Collected data entries
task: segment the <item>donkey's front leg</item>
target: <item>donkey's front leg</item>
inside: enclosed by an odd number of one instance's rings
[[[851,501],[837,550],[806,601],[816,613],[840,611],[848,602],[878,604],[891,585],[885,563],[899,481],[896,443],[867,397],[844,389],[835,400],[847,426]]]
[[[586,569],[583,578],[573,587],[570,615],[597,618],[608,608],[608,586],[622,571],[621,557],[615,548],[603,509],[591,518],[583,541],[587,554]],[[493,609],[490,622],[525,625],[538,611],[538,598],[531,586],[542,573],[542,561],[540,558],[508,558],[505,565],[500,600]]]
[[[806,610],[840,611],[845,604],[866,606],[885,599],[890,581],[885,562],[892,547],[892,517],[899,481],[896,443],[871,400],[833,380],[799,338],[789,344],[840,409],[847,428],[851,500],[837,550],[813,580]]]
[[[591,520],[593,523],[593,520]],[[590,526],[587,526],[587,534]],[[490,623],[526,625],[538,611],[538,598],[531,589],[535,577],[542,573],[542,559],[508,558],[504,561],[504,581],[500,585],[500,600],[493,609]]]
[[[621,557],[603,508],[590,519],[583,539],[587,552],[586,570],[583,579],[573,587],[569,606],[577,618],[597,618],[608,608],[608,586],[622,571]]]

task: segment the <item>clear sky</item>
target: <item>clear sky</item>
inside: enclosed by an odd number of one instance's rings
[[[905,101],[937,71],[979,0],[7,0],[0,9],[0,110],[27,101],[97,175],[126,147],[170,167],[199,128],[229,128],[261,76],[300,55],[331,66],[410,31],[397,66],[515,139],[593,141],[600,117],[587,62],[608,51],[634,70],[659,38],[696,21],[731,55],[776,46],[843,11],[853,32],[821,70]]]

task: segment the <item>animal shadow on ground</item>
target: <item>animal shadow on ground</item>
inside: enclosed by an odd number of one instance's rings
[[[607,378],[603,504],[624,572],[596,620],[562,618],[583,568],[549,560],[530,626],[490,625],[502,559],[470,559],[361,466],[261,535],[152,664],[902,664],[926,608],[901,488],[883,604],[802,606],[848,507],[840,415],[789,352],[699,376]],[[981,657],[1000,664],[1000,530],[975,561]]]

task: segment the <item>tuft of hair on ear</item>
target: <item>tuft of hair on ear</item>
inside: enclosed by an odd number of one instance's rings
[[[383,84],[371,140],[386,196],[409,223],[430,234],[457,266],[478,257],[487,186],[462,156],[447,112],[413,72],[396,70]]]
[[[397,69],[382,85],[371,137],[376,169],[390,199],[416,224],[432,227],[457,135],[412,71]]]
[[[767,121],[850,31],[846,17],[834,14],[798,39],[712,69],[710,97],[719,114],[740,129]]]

(WORK ITEM):
Give the entries again, every one of them exactly.

(RESULT):
task: segment the <item>donkey's front leg</item>
target: <item>donkey's front leg</item>
inside: enclosed by an odd number of one instance's rings
[[[851,501],[837,550],[806,601],[816,613],[840,611],[848,602],[878,604],[891,585],[885,563],[899,481],[896,443],[867,397],[844,389],[835,400],[847,426]]]
[[[586,569],[583,578],[573,587],[570,615],[597,618],[608,608],[608,586],[622,571],[621,557],[615,548],[603,509],[591,518],[583,541],[587,554]],[[493,609],[490,622],[525,625],[538,611],[538,598],[531,586],[542,573],[542,561],[540,558],[508,558],[505,565],[500,600]]]
[[[806,610],[840,611],[845,604],[866,606],[885,599],[890,581],[885,562],[892,547],[892,517],[899,481],[896,443],[871,400],[833,380],[799,338],[789,344],[840,409],[847,428],[851,500],[837,550],[813,580]]]
[[[591,520],[593,523],[593,520]],[[590,526],[587,526],[587,534]],[[490,623],[526,625],[538,611],[538,598],[531,589],[535,577],[542,573],[542,559],[508,558],[504,561],[504,581],[500,585],[500,600],[493,609]]]
[[[621,557],[603,508],[590,519],[583,539],[587,552],[586,570],[583,579],[573,587],[569,606],[577,618],[597,618],[608,608],[608,586],[622,571]]]

task: segment the <item>clear sky</item>
target: <item>clear sky</item>
inside: enclosed by an odd number of one instance's rings
[[[905,101],[937,71],[979,0],[7,0],[0,9],[0,110],[27,101],[97,175],[126,147],[170,167],[199,128],[229,128],[261,76],[300,55],[331,66],[410,31],[397,66],[515,139],[593,141],[600,117],[587,62],[608,51],[634,70],[659,38],[696,21],[731,55],[776,46],[843,11],[853,32],[821,70]]]

task: segment the <item>animal shadow on ground</item>
target: <item>animal shadow on ground</item>
inside: enclosed by an odd number of one instance's rings
[[[607,378],[603,504],[624,572],[596,620],[562,618],[583,568],[549,560],[530,626],[490,625],[502,559],[470,559],[361,466],[261,535],[152,664],[902,664],[926,608],[901,488],[883,604],[802,606],[848,507],[840,415],[789,352],[699,376]],[[981,657],[1000,664],[1000,530],[975,561]]]

task: segment the <item>tuft of hair on ear</item>
target: <item>tuft of hair on ear</item>
inside: enclosed by an odd number of one instance's rings
[[[383,84],[371,140],[386,196],[409,223],[430,234],[457,266],[478,257],[487,186],[462,156],[447,112],[413,72],[396,70]]]
[[[397,69],[382,85],[371,137],[376,169],[390,199],[416,224],[432,227],[457,135],[412,71]]]
[[[767,121],[850,31],[846,17],[834,14],[798,39],[712,69],[710,97],[719,114],[740,129]]]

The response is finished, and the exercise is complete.